Can you convert the data into a numbered list, starting at its first line and ending at the line that contains "[223,160,253,176]", with both of those lines included and any blank lines dropped?
— Begin Given records —
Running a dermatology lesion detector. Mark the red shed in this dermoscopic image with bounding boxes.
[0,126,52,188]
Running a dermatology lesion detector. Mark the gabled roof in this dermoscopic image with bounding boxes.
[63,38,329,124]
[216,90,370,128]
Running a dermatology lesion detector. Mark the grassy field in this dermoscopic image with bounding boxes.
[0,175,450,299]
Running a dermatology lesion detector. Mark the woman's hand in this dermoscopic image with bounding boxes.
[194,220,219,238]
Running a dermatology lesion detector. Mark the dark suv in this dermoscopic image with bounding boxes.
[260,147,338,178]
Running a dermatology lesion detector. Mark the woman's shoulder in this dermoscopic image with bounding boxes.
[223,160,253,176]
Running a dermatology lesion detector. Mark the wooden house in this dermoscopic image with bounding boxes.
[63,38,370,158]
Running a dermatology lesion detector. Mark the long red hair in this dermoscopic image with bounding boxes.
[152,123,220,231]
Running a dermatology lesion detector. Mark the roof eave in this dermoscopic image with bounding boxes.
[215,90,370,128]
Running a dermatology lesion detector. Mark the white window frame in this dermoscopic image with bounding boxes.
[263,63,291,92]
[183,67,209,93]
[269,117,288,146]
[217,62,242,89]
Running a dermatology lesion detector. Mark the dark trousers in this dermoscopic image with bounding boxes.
— End Given records —
▶ **The completed task**
1. Running a dermatology lesion detector. Mark the red shed in this dermoscopic image with bounding boxes.
2. [0,126,52,188]
3. Running a dermatology lesion detector. Mark the gabled roof in this dermoscopic image with bounding boxes.
4. [63,38,329,124]
5. [216,90,370,128]
6. Running a dermatology lesion detector. Mark the grassy field in this dermoscopic image with bounding boxes.
7. [0,175,450,299]
8. Running a dermatology lesion detector. Mark the woman's hand in this dermoscopic image with bounding boxes.
9. [194,220,219,238]
10. Running a dermatology lesion detector. Mark the dark suv in this dermoscopic image with bounding boxes.
11. [260,147,338,178]
12. Running a dermatology lesion detector. Mark the woman's shoulder in this dermoscopic image with bounding boxes.
13. [223,160,253,176]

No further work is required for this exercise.